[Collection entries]
Segment Open
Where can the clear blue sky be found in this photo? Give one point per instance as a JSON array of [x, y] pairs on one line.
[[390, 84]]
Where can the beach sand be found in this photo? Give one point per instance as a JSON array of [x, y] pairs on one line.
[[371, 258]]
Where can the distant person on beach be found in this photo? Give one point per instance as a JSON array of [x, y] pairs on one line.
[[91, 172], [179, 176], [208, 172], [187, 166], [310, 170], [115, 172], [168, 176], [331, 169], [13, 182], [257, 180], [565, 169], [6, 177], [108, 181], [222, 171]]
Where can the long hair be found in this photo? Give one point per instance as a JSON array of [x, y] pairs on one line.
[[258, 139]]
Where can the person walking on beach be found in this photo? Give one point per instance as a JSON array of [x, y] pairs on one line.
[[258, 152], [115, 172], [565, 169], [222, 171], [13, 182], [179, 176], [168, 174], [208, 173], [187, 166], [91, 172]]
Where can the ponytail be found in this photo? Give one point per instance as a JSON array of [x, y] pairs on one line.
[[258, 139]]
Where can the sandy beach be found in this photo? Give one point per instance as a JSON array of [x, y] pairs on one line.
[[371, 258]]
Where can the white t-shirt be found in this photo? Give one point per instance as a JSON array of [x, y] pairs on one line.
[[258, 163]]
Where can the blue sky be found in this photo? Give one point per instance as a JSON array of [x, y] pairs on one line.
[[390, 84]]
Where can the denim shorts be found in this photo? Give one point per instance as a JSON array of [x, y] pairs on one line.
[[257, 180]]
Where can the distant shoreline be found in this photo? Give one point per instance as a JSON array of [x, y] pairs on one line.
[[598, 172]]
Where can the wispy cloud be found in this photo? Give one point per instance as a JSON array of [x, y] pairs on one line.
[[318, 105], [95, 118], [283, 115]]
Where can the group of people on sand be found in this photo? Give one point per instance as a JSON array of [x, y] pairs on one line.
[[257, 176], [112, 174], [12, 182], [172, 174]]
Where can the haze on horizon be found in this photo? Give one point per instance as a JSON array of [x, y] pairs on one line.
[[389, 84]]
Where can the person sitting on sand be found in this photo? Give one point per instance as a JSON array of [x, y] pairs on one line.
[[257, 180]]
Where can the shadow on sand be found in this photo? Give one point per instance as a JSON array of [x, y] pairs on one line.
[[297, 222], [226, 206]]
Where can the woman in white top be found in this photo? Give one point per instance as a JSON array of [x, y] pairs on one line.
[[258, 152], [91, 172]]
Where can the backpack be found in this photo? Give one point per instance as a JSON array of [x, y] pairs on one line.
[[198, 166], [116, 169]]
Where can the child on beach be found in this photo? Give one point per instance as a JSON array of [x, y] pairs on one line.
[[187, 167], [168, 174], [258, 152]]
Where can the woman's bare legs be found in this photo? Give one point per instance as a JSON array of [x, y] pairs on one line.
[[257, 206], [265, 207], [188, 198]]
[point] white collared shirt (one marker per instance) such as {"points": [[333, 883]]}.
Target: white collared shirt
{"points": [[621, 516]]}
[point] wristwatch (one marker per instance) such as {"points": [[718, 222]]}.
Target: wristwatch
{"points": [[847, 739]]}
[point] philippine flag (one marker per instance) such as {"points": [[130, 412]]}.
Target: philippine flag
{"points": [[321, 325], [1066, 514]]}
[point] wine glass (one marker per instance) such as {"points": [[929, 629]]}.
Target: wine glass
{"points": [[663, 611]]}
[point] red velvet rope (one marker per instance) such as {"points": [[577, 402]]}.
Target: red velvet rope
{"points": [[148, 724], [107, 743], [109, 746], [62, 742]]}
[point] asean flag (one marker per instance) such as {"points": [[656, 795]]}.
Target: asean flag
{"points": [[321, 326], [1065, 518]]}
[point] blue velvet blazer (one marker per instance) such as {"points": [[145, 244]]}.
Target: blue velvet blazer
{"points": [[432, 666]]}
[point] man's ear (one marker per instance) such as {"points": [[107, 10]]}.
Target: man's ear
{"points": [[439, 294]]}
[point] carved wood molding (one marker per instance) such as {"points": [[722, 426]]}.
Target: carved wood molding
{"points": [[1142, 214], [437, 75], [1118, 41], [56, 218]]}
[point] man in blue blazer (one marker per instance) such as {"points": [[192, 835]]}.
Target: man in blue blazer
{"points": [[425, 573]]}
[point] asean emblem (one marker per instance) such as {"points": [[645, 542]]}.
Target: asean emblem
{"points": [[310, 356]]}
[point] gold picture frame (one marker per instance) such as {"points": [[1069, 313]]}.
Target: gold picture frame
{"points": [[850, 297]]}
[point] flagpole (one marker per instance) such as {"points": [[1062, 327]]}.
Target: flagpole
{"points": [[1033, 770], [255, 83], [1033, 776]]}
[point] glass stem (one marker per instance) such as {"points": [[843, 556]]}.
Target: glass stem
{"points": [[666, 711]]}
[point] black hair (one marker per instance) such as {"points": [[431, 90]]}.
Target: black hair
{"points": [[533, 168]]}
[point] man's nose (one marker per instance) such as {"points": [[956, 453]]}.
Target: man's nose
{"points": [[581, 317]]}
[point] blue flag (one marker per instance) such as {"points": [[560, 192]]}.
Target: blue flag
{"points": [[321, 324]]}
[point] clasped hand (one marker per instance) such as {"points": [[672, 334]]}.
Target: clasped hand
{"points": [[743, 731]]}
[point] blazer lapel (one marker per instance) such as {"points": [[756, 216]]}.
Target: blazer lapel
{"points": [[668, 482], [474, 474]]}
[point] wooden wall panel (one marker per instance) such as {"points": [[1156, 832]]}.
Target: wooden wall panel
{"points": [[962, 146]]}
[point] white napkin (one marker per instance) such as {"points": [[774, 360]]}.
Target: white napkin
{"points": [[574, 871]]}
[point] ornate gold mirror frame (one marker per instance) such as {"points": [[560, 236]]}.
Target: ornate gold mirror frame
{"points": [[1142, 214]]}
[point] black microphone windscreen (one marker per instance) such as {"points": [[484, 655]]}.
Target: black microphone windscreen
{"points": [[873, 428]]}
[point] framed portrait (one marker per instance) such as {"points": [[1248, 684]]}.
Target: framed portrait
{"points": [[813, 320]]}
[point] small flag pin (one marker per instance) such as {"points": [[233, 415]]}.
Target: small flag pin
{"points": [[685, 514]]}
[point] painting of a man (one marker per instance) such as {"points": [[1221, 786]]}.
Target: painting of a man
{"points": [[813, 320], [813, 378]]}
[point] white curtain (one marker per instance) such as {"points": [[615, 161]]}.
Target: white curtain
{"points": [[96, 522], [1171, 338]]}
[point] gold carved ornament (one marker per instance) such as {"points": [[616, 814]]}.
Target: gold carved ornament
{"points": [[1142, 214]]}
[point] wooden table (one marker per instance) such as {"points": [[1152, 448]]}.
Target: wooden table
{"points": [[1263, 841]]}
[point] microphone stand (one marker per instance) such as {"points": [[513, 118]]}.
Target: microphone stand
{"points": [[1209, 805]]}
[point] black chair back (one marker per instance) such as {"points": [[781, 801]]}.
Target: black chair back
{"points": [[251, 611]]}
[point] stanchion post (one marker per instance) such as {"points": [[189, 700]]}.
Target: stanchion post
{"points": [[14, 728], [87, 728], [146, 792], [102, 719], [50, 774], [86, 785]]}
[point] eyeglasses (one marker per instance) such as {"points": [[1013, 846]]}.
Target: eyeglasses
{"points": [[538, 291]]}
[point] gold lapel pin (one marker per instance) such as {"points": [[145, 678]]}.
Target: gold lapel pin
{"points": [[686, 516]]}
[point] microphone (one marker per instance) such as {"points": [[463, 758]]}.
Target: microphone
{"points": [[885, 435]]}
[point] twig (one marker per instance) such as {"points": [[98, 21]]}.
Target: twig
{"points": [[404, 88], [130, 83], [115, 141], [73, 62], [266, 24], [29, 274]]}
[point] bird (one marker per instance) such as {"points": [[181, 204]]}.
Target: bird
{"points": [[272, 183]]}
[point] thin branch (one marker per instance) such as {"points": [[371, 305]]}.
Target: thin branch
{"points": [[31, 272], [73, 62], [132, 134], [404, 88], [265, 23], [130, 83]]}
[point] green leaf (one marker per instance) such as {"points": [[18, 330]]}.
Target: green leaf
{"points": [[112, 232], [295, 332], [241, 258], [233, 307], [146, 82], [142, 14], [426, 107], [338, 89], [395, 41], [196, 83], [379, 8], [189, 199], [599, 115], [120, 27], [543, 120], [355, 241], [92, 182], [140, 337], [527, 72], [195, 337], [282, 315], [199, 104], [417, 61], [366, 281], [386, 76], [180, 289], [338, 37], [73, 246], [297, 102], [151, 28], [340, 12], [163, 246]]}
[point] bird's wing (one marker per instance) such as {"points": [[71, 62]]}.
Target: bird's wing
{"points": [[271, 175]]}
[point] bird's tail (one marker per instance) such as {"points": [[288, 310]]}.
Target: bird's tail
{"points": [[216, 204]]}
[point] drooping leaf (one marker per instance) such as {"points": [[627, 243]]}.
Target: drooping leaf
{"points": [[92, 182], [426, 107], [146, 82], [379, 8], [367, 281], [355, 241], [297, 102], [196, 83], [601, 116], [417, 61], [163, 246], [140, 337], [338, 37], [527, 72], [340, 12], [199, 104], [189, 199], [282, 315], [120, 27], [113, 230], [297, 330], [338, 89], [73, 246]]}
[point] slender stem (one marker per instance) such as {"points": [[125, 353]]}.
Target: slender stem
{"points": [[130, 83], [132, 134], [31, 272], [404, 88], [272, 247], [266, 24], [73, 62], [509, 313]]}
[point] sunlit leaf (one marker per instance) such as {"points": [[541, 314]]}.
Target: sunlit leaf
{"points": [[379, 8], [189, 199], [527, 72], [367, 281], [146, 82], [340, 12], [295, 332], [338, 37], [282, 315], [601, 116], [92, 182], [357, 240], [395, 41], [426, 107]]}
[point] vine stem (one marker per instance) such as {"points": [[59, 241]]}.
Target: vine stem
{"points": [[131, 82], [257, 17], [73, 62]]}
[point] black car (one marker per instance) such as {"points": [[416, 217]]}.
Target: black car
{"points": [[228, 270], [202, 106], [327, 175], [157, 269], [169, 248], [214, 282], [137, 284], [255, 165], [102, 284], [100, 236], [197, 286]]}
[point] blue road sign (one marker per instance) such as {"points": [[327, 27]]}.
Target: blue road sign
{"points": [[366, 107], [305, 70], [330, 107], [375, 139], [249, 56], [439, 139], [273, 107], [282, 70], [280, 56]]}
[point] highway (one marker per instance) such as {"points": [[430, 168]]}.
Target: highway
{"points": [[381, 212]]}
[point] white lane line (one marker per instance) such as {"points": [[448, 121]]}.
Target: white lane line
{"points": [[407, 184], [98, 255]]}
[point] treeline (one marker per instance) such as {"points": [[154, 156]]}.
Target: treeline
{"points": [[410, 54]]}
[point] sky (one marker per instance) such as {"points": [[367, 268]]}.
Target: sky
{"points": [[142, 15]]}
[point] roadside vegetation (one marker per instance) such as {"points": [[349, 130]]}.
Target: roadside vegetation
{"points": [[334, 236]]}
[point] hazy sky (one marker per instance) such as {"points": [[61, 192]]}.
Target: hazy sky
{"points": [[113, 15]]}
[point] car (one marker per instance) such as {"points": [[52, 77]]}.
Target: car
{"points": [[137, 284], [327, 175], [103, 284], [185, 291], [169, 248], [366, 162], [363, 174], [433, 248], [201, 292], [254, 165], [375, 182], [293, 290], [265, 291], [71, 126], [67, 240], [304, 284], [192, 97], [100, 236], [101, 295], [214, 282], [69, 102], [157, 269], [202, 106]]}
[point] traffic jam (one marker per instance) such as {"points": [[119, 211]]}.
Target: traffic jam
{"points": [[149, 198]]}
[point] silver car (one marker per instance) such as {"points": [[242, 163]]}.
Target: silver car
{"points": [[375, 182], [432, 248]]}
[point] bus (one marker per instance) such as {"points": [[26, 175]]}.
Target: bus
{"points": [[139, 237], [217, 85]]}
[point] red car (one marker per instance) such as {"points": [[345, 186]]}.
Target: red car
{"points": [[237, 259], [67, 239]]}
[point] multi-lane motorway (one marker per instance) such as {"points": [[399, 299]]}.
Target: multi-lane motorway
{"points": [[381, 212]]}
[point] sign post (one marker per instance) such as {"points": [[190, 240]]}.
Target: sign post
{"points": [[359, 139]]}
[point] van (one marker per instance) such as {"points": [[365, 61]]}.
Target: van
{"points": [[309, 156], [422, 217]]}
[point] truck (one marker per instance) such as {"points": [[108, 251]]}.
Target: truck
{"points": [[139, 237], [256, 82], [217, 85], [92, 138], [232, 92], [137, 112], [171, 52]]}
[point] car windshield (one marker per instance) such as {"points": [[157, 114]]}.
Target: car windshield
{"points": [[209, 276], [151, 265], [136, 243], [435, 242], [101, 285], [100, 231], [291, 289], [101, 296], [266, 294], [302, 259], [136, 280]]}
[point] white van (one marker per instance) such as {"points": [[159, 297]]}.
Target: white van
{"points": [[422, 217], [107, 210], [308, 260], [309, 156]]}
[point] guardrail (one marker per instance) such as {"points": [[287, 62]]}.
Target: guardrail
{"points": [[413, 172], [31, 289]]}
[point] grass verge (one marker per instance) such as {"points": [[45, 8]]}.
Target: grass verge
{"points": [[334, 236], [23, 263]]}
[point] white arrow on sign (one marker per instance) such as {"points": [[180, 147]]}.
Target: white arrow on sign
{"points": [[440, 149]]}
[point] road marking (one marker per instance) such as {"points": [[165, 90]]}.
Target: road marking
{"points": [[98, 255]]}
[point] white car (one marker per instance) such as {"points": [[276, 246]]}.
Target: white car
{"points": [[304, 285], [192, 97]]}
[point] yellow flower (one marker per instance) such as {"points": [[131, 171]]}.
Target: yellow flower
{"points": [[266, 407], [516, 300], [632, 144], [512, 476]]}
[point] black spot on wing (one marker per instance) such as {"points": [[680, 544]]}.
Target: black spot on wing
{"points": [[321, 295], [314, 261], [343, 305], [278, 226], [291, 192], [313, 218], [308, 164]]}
Segment Closed
#### WHAT THE TASK REQUIRES:
Would you print exactly, and only, the lines of the data above from the line with "[point] blue road" through the line with "[point] silver car", inclusive?

#### RESPONSE:
[point] blue road sign (one marker per instance) such as {"points": [[327, 27]]}.
Target: blue road sign
{"points": [[366, 107], [305, 70], [330, 107], [375, 139], [249, 56], [439, 139], [273, 107], [282, 70], [280, 56]]}
[point] highway (one marker per instance) such as {"points": [[430, 168]]}.
Target: highway
{"points": [[381, 212]]}
[point] white lane line (one marker per instance) such as {"points": [[448, 121]]}.
Target: white lane line
{"points": [[407, 184], [98, 255]]}
[point] treeline (one marker per instance) such as {"points": [[154, 156]]}.
Target: treeline
{"points": [[410, 54]]}
[point] sky (one marker per instance) such as {"points": [[367, 268]]}.
Target: sky
{"points": [[142, 15]]}
[point] roadside vegetation (one marker per instance) such as {"points": [[349, 130]]}.
Target: roadside vegetation
{"points": [[334, 236]]}
[point] hazy sky (one marker per instance) such as {"points": [[61, 192]]}.
Target: hazy sky
{"points": [[113, 15]]}
[point] car (one marker per instance) such as {"points": [[52, 77]]}.
Target: car
{"points": [[137, 284], [327, 175], [103, 284], [185, 291], [169, 248], [366, 162], [363, 174], [433, 248], [201, 292], [254, 165], [375, 182], [293, 290], [265, 291], [71, 126], [67, 240], [304, 284], [192, 97], [100, 236], [101, 295], [214, 282], [69, 102], [157, 269], [202, 106]]}
[point] traffic jam (one marker per instance) such as {"points": [[119, 211]]}.
Target: traffic jam
{"points": [[149, 198]]}
[point] silver car (one marker per instance) such as {"points": [[242, 163]]}.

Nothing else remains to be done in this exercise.